Page excerpt:
Segment Open
Commentary: I didn’t set out to be an essential worker

Andrew Alonzo, LV Life Editor
Andrew Alonzo, LV Life Editor

I never imagined my job would classify me as an essential worker. 

Usually grocery store workers hear “thank you” after helping someone find those hidden spices or something from the back. Now I’m greeted daily with “Thank you for helping everyone” during the current circumstances.

Since February 2019 I’ve been a store associate at Smart and Final in Diamond Bar. I like my job, the community I serve and the coworkers I’m surrounded by. It’s the routine: stocking the shelves, rounding up the carts in the parking lot, helping the usual customers and making the store look nice before I leave. 

Fast forward a year and the work has not changed, only the atmosphere.

I was recently asked if I’m scared of being outside, especially in such a high risk environment. The truth is, so long as I am doing 100% everything in my power –  wearing a mask and double gloving, plus washing my actual hands constantly – to ensure my lowest contact with potential infection and others do so too, I will be okay. 

The outbreak of COVID-19 has seen management set in motion social distancing rules in alignment with the state government. We placed a “face cover required for entry” sign on our only entrance and exit, taped six-feet markers in the checkout line and installed plexiglass face shields at each register. 

I’ll admit it’s not as cheery around the store because the pandemic has given people a reason to be scared. The masks make it physically hard to breathe, and knowing the risk of breathing my own carbon dioxide for 4-7 hours is not very reassuring either. But having a job, which allows me to help my family during these times is very rewarding.
Segment Closed
Required action A:
Answer these questions using the essential worker commentary:
(i) Since when has the writer been a store associate?
(ii) At which store and in which city does the writer work?
(iii) What was installed at each register?
Required action B:
Write a continuation of the essential worker commentary that picks up right after its final sentence.
None of the records that come next are needed for working with the essential worker commentary.

Given entries:
Segment Open
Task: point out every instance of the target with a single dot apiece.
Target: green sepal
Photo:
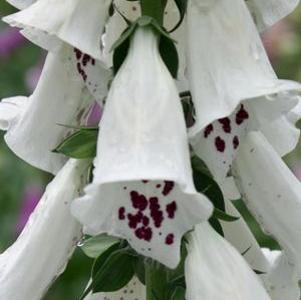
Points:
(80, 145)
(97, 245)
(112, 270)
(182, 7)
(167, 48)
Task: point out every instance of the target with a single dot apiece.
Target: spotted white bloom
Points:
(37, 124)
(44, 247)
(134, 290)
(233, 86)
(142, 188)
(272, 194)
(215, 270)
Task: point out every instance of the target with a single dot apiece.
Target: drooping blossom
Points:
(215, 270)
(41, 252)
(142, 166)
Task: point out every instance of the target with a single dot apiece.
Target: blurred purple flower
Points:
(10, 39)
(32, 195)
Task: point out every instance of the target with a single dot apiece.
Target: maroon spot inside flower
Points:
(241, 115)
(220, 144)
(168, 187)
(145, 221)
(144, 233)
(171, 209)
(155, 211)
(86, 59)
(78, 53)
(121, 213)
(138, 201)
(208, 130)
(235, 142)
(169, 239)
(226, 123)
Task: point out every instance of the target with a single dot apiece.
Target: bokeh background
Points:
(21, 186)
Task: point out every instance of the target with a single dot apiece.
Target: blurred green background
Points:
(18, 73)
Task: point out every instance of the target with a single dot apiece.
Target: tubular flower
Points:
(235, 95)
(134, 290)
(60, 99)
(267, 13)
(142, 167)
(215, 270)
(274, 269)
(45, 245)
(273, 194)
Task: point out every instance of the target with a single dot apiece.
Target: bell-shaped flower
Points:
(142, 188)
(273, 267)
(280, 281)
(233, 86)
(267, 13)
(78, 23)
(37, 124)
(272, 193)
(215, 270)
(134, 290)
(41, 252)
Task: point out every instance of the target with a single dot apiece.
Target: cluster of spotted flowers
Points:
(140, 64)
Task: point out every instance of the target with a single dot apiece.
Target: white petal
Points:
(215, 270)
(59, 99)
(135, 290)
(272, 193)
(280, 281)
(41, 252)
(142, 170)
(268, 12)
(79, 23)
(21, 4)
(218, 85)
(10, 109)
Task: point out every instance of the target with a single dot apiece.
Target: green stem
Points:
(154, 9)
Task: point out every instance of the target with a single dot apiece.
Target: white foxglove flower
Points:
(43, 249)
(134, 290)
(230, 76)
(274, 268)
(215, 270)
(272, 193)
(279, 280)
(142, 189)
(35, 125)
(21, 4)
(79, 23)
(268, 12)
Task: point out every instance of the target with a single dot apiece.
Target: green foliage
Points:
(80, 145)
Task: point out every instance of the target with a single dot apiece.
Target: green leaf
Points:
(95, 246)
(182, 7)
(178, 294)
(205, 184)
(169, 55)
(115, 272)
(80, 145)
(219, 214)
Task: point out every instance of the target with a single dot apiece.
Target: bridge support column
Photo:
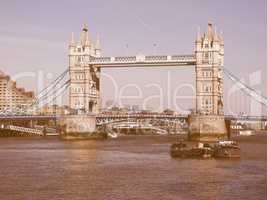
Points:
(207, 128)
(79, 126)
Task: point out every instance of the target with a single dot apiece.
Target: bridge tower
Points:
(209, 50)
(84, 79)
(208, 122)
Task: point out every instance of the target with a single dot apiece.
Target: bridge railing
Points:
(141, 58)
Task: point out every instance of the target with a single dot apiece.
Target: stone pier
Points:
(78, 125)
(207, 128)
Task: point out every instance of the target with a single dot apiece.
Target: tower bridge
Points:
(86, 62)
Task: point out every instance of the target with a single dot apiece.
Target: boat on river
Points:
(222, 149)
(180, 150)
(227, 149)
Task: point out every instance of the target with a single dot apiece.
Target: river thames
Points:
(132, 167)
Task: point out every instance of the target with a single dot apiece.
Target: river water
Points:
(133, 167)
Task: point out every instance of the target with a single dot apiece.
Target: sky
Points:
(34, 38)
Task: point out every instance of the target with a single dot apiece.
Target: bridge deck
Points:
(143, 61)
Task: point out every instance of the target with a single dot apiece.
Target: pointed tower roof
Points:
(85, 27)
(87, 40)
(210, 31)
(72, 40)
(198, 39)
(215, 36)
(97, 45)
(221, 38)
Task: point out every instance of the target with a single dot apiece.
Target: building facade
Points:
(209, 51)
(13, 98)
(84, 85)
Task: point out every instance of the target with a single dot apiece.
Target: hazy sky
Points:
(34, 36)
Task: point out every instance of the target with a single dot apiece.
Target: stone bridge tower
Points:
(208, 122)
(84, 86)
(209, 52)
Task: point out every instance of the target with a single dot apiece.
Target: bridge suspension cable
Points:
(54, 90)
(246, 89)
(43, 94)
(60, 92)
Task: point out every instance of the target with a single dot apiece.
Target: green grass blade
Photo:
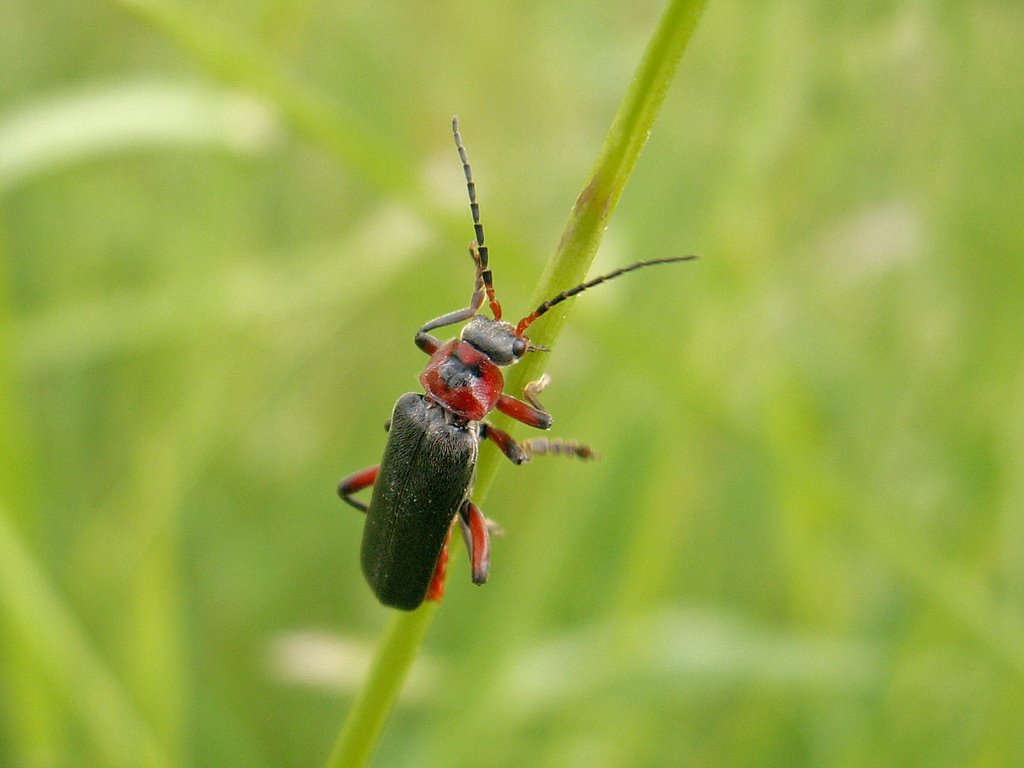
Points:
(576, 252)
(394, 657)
Segment Closed
Segment Open
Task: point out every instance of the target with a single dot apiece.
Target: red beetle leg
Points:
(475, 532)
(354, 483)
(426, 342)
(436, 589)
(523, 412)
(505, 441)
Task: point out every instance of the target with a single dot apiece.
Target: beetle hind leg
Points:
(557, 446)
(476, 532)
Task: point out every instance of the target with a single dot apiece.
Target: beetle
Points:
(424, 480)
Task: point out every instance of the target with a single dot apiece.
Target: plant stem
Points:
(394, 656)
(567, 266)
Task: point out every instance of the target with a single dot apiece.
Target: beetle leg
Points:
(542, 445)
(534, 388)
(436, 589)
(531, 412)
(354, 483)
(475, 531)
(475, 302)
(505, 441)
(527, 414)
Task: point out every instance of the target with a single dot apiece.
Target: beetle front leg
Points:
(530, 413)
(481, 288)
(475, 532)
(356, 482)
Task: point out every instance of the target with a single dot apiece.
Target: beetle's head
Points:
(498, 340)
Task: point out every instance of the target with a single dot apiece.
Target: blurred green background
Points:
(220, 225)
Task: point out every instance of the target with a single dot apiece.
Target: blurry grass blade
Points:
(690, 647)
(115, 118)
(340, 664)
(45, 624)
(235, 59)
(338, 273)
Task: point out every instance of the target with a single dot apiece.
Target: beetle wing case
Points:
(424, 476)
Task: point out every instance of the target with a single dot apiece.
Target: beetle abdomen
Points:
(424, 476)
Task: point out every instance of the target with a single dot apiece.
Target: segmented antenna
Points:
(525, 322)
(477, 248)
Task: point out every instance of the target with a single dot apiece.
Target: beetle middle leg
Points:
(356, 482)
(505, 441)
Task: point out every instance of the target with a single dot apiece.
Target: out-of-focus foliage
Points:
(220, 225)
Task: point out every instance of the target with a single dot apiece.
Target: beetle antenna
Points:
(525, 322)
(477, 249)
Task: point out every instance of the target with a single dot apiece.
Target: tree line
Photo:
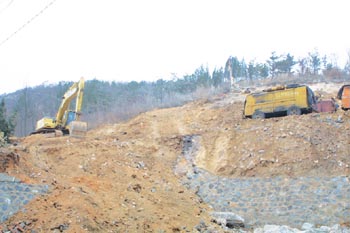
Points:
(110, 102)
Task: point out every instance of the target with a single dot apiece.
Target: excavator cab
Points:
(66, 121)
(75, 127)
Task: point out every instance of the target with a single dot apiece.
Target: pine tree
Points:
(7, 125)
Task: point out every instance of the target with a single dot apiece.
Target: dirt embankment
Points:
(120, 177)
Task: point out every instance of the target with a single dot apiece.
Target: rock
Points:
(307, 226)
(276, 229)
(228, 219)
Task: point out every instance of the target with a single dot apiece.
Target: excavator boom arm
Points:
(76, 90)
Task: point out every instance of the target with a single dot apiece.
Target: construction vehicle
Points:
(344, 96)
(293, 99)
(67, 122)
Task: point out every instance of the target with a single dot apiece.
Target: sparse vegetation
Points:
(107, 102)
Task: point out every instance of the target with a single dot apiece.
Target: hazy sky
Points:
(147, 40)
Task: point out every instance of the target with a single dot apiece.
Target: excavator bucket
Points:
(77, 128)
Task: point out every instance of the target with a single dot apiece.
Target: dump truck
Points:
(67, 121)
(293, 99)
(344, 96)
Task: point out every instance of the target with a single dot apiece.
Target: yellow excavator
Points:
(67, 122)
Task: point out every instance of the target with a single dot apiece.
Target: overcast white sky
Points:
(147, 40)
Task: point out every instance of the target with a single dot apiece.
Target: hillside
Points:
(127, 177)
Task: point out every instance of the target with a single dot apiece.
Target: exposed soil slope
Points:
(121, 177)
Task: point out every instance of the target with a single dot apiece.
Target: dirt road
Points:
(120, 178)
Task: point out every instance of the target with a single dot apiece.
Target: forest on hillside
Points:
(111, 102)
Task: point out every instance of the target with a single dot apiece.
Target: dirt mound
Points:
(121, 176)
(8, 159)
Segment Closed
Segment Open
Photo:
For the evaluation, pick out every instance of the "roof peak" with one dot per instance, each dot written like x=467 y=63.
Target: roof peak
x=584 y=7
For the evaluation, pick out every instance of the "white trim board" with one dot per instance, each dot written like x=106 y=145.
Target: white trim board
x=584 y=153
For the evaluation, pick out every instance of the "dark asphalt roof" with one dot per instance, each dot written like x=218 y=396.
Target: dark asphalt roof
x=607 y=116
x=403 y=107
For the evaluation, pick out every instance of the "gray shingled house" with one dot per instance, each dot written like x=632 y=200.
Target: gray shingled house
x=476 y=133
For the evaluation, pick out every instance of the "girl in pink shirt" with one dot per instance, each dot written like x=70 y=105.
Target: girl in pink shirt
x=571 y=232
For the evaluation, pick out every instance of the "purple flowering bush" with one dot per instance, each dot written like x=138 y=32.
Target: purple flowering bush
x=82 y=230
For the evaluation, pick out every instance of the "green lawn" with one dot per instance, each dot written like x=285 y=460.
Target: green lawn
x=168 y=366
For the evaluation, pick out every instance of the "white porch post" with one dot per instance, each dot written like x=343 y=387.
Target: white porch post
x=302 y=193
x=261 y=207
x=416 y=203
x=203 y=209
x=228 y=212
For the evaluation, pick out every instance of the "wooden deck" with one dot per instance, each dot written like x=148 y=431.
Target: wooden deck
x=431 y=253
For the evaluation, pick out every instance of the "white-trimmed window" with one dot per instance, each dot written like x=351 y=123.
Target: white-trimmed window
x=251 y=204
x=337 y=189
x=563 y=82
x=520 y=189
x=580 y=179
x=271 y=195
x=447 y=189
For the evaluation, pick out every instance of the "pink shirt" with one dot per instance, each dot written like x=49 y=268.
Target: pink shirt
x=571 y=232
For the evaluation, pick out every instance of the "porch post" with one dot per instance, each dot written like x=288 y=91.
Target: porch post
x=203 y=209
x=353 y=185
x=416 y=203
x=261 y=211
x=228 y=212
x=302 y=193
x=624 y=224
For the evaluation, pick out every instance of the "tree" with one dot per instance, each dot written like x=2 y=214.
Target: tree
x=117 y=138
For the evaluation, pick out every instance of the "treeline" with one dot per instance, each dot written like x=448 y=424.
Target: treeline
Segment Closed
Reply A:
(i) Since February 2019.
(ii) At Smart and Final in Diamond Bar.
(iii) Plexiglass face shields.

Reply B:
All the safety measures coupled with a general sense of fear — it all takes away the human aspect. Every grocery store has its usual customers we recognize at a glance. Heck I’ve even run into Paul at Starbucks: I helped find coconut milk some months ago. With everyone now, we take the utmost precautions. 

That sense that silence is golden has never felt more eerily present. No doubt I like helping whoever needs help, especially our elderly community, but since the pandemic started, no one is taking any chances with interactions.

Reality is grim now. It is the thought of how anyone can be sick or how one interaction might cause us to bring it home to our families which scares me most of all. 

Thoughts just race throughout the back of my head. Did you get it? Did that dirty box give it to you? Could you have given it to someone? You should wash your hands again! 

At the end of the day, I do feel like I am truly serving the community- doing the best to keep our supplies stocked and families fed. All I ask in return is that you do everything in your power to keep yourself safe and your family safe.